*** Records to use ***
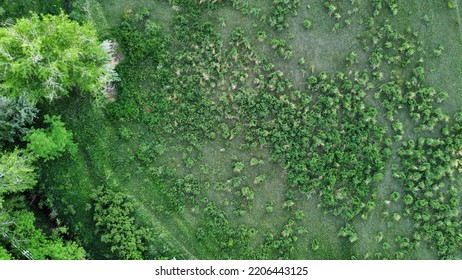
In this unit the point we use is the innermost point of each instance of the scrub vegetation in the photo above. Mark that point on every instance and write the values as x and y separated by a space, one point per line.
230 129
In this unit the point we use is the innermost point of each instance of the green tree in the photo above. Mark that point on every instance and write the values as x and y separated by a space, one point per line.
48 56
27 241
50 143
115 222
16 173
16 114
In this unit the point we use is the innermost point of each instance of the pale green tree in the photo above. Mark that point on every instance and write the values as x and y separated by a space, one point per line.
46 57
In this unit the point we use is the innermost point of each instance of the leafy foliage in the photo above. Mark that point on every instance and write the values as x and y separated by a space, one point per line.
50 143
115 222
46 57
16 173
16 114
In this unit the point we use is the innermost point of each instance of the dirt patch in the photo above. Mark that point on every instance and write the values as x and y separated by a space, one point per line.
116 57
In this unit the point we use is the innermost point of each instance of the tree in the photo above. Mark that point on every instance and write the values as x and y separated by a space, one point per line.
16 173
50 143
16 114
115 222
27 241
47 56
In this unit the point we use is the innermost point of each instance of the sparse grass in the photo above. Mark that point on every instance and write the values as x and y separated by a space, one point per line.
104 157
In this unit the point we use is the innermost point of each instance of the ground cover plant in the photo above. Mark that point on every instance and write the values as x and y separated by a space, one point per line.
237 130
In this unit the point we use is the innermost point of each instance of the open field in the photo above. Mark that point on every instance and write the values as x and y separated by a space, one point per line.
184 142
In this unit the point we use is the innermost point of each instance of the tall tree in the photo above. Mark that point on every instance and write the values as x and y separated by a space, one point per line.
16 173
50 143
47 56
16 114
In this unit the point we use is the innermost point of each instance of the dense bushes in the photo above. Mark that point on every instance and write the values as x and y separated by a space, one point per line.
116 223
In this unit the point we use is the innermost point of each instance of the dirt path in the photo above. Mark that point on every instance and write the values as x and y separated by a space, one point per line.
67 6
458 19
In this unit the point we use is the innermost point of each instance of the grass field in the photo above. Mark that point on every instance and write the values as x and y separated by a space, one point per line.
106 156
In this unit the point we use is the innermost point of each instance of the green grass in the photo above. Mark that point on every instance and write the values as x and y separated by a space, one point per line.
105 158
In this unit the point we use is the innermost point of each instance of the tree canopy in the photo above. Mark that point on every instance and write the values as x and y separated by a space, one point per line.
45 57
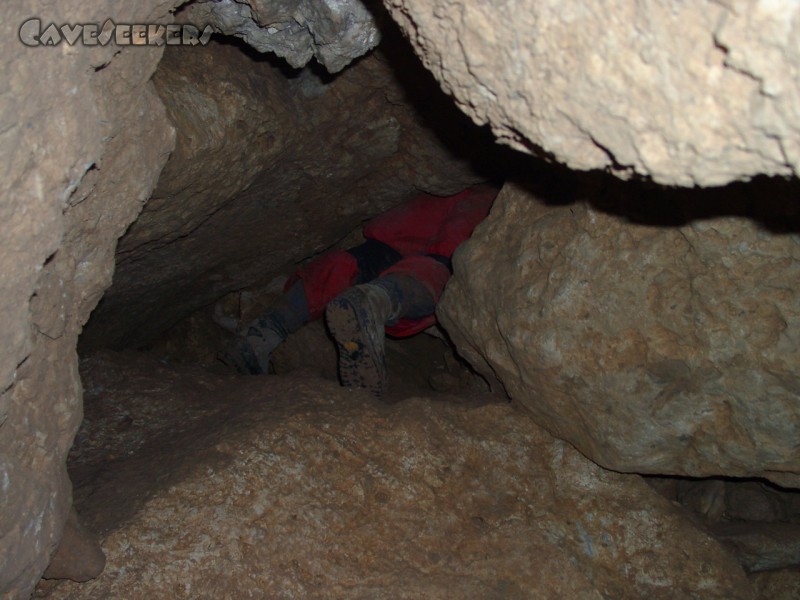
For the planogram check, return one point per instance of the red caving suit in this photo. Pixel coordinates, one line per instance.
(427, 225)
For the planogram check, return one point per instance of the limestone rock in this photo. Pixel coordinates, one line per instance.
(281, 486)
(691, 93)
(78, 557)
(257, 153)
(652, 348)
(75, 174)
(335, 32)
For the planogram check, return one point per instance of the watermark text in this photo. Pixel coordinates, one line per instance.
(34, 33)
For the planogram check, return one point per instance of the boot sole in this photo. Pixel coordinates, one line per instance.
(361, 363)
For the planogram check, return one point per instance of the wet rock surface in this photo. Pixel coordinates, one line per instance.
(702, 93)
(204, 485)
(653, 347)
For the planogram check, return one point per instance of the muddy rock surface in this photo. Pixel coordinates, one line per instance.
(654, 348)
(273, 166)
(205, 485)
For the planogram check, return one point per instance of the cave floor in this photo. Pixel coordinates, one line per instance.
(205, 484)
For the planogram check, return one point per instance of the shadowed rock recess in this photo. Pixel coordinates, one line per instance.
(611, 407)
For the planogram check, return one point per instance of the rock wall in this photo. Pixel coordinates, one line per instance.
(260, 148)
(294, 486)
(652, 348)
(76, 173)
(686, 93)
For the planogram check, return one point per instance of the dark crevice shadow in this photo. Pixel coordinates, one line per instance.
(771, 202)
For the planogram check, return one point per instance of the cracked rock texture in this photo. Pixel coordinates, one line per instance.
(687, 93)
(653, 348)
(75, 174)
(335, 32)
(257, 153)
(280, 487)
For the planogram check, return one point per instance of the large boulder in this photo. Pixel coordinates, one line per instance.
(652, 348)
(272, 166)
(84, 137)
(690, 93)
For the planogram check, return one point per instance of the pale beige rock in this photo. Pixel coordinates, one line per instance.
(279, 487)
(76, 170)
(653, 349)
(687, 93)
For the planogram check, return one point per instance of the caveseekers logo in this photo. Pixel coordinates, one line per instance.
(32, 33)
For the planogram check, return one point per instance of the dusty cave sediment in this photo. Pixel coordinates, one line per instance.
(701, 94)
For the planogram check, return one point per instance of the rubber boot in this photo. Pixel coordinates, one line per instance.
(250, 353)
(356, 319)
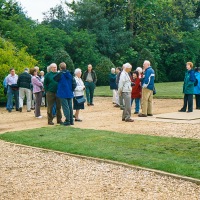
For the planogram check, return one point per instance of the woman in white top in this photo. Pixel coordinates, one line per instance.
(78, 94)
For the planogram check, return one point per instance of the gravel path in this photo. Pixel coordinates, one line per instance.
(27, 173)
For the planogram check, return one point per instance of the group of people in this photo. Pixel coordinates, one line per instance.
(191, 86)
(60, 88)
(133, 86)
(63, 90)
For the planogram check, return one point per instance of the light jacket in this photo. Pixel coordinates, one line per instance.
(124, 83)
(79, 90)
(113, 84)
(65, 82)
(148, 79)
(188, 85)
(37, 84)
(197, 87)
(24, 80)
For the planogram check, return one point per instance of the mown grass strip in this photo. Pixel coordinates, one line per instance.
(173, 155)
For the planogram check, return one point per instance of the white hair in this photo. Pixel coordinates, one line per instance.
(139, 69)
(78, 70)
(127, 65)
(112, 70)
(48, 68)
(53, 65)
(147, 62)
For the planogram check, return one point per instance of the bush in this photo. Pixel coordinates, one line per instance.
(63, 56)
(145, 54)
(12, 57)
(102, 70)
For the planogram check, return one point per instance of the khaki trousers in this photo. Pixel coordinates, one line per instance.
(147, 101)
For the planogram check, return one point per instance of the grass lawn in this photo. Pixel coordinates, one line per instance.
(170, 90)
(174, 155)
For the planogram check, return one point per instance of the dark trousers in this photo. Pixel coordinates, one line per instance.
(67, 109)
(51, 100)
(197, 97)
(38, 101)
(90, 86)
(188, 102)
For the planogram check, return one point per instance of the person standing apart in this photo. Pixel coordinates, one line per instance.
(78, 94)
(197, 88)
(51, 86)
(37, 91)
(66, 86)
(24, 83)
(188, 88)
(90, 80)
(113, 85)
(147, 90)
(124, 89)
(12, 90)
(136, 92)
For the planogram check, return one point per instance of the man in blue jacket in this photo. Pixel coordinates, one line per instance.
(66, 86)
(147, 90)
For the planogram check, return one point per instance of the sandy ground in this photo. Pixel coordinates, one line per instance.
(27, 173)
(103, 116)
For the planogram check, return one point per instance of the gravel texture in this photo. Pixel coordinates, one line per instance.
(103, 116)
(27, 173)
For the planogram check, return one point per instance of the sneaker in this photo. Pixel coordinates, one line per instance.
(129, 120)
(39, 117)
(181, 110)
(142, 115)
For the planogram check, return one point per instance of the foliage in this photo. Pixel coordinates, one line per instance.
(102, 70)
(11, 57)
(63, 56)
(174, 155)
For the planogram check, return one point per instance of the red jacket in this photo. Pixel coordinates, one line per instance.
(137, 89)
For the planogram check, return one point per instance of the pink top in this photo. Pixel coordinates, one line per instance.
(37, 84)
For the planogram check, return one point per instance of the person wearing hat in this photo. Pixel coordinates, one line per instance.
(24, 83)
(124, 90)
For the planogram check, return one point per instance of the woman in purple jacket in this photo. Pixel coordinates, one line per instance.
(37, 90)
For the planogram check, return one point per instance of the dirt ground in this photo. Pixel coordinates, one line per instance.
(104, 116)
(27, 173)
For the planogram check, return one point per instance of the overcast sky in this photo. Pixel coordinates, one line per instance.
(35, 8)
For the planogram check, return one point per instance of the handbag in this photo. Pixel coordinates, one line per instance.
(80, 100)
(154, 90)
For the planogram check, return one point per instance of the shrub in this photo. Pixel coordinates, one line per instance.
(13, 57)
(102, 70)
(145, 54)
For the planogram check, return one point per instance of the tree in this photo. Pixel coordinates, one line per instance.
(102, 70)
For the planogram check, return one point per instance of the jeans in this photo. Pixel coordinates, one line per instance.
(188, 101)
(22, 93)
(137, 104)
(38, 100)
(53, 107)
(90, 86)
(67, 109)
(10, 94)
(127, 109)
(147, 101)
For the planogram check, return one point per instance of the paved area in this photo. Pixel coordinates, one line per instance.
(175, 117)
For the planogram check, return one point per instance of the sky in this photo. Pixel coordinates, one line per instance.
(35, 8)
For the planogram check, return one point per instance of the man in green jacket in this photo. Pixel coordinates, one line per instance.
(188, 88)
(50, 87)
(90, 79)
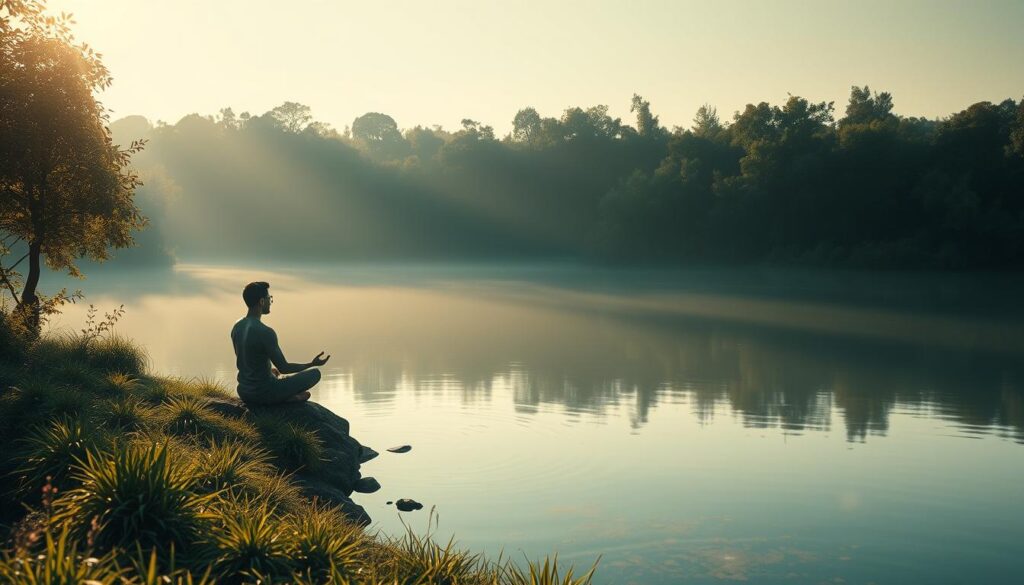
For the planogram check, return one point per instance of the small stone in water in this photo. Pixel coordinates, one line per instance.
***
* What is expected: Your answer must be the lines from the one containing "instance of the sky" through the last line of the records, copied exactly, with no pictures.

* Solution to this exercise:
For the planogram check, return one point per instance of the sky in this photo. Pixel coordinates, one line per instance.
(35, 8)
For the planogram check, return one point per instance of the man in green jacket in this photo. Pixel coordinates, one line per instance.
(188, 88)
(50, 87)
(90, 79)
For the planogram check, return one point per instance of the small stone in water in this photo. Pixel coordinates, one line per instance.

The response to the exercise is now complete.